### Material to process
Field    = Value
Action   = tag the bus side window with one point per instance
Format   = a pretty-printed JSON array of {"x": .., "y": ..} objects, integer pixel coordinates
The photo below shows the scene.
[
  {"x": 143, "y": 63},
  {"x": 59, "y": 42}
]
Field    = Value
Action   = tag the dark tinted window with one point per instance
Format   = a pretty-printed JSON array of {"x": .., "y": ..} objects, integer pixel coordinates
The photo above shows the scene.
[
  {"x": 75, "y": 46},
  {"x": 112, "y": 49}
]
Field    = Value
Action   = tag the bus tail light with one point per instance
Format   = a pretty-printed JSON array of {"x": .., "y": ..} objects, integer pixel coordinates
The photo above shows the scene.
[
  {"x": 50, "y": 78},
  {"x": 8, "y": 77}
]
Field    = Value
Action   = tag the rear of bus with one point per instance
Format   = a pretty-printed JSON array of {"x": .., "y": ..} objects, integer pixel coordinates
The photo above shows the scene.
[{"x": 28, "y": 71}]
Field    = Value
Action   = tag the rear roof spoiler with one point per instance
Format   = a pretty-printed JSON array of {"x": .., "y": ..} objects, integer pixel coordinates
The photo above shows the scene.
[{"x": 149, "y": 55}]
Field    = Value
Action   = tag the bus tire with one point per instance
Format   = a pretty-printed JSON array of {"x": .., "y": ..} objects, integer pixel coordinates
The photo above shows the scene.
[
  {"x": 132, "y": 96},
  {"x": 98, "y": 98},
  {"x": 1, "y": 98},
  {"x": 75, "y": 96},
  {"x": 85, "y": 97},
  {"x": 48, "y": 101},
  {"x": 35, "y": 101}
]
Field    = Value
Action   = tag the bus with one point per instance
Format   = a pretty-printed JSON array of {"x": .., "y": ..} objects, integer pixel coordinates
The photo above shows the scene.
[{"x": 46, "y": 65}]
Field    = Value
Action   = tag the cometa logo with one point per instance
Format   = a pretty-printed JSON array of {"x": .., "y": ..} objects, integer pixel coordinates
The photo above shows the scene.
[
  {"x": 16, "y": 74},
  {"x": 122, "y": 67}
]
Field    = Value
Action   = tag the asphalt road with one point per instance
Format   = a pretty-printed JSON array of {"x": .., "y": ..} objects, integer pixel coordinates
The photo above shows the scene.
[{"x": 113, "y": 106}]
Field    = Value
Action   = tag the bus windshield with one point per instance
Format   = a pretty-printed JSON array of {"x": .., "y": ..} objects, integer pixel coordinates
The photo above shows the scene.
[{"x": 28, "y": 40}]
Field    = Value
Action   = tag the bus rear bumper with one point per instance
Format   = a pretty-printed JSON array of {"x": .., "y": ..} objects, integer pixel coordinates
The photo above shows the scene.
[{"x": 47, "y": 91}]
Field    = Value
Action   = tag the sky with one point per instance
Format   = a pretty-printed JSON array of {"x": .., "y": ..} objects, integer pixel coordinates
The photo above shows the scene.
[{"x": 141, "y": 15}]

* * *

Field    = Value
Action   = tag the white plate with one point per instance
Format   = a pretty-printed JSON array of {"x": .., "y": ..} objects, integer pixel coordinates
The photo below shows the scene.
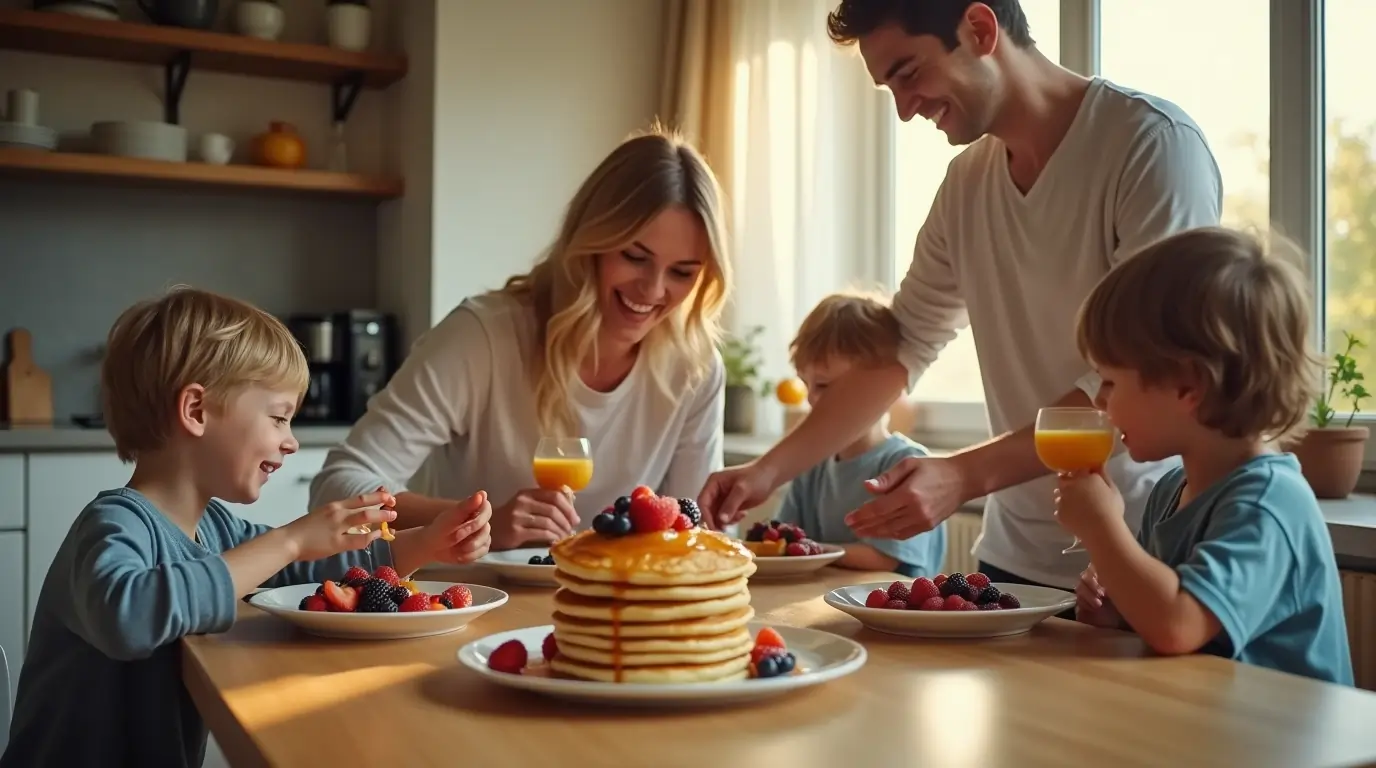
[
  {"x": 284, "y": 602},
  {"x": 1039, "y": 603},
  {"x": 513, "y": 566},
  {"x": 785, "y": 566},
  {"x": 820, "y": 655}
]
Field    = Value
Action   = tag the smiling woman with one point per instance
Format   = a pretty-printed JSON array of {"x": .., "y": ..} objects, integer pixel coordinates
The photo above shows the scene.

### Directive
Collect every line of the records above that contains the word "window".

### Answer
Action   = tag the bus side window with one point per instance
Action   = tag the dark tinted window with one point per instance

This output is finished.